(Zitierter Text)
Mullah: Es ist eine Zeile von Red Tape Parade, weil ich diese in letzter Zeit sehr oft gelesen habe: „I’ve got an ocean in my head. But my mouth is a desert and I cannot make it rain.“ Es geht momentan viel in unseren Köpfen vor und man weiß nicht, wie man das jemanden erklären soll.
Mein Problem ist, dass ich ziemlich viel arbeite und ich mich damit ablenke. Aber du kannst keinem Menschen sagen, was du gerade denkst oder fühlst, weil du es einfach nicht schaffst es so zu erklären, wie du es gerade meinst.
Mit den anderen Jungs aus der Band ist es Gott sei Dank meist so: du musst nicht darüber reden. Man versteht sich auch so, ohne dass man es in Worte fassen muss.
Hannes: „I’ve got an ocean in my head. But my mouth is a desert and I cannot make it rain.” Das ist eine Zeile, die mich schon eine längere Zeit begleitet und immer wieder sehr gut auf mich zutrifft.

(Bereitgestellte Daten)
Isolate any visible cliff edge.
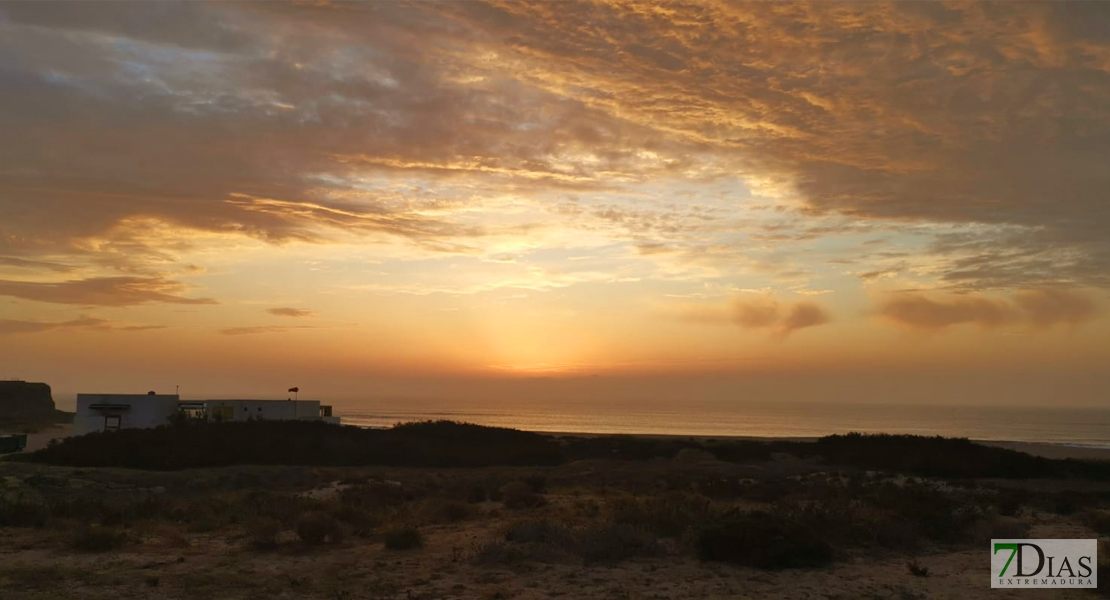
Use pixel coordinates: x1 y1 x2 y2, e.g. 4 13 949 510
0 382 73 428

(Arbeitsaufträge)
(a) Schreib alle englischen Substantive auf, die in der englischen Zeile im zitierten Text vorkommen.
(b) Beantworte diese Fragen zum zitierten Text:
(i) Von wem stammt die englische Zeile laut Mullah?
(ii) Womit lenkt sich Mullah ab?
(iii) Wie lange begleitet die Zeile Hannes schon?
Das Material stammt aus einer anderen Quelle.

(Antworten je Aufgabe)
(a) ocean, head, mouth, desert

(b)
(i) Von Red Tape Parade.
(ii) Mit Arbeit, weil er ziemlich viel arbeitet.
(iii) Schon eine längere Zeit.